*Instruções das tarefas:*
#1 Liste todos os nomes de lugares geográficos citados no trecho.
#2 Segundo o trecho, quanto a cidade de Xangai gastou para salvar a SVA da falência?
#3 Reproduza sem alterações a passagem do trecho que vai de "Gerentes onipotentes da" até "do ano passado.".

*Trecho:*
——
Somente em março, os bancos chineses aumentaram o volume dos seus empréstimos às companhias em um valor equivalente a € 216 bilhões. Como resultado, os investimentos nas fábricas e nos imóveis nas áreas urbanas aumentaram mais de 30% de janeiro a abril.

Gerentes onipotentes da crise

O partido tem também enviado os seus membros para visitar companhias em todo o mundo. Parte do objetivo dessas visitas é determinar que companhias necessitam de apoio governamental. Ao mesmo tempo, as autoridades do partido passaram a pressionar os gerentes de companhias locais para que estes não demitam nem fechem fábricas - uma tendência que gerou uma onda inicial de protestos no país no final do ano passado.

A princípio, a crise pegou o partido de surpresa na província de Guangdong, o centro exportador no sudeste da China, uma região vizinha de Hong Kong. Quando milhares de fábricas privadas que produziam produtos baratos como sapatos e brinquedos foram fechadas, cerca de 20 milhões de trabalhadores migrantes em toda a China perderam os seus empregos. Mas as autoridades locais do partido garantiram o recebimento de salários atrasados pelos recém-desempregados.

Em Xangai, os gerentes de crise do Partido Comunista são praticamente onipotentes. Nesta cidade de arranha-céus, autoridades comunistas municipais controlam as grandes companhias mais importantes, das redes de supermercados à maior fabricante chinesa de automóveis. Recentemente, a cidade gastou um bilhão de yuans para salvar discretamente da falência a SVA, uma fabricante local de televisores de tela plana. "O partido é fundamental para superar as dificuldades econômicas", afirma Yu Zhengsheng, líder do Partido Comunista em Xangai.

O objetivo coletivo dos planejadores econômicos da China é obter um crescimento de 8%, o que a liderança de Pequim considera o patamar mínimo necessário para preservar a constantemente invocada harmonia social neste país enorme.

De fato, a China provavelmente anunciará no final do ano um crescimento que esteja totalmente sincronizado com os números planejados - não importando se o índice verdadeiro de crescimento seja de exatos 8% ou, por exemplo, de 7,8%.
——
*Trechos de dados:*
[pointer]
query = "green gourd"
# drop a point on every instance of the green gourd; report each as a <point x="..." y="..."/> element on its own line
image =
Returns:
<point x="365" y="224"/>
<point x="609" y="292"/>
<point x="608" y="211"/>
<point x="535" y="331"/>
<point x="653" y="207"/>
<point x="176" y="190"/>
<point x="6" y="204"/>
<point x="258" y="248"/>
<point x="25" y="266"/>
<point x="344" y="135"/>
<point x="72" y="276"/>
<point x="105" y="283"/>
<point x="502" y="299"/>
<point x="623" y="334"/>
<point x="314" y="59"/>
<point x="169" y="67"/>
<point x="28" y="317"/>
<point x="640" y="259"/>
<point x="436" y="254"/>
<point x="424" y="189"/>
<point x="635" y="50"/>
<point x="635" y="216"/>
——
*Resultados por tarefa:*
#1 China, Guangdong, Hong Kong, Xangai, Pequim

#2 Um bilhão de yuans.

#3
Gerentes onipotentes da crise

O partido tem também enviado os seus membros para visitar companhias em todo o mundo. Parte do objetivo dessas visitas é determinar que companhias necessitam de apoio governamental. Ao mesmo tempo, as autoridades do partido passaram a pressionar os gerentes de companhias locais para que estes não demitam nem fechem fábricas - uma tendência que gerou uma onda inicial de protestos no país no final do ano passado.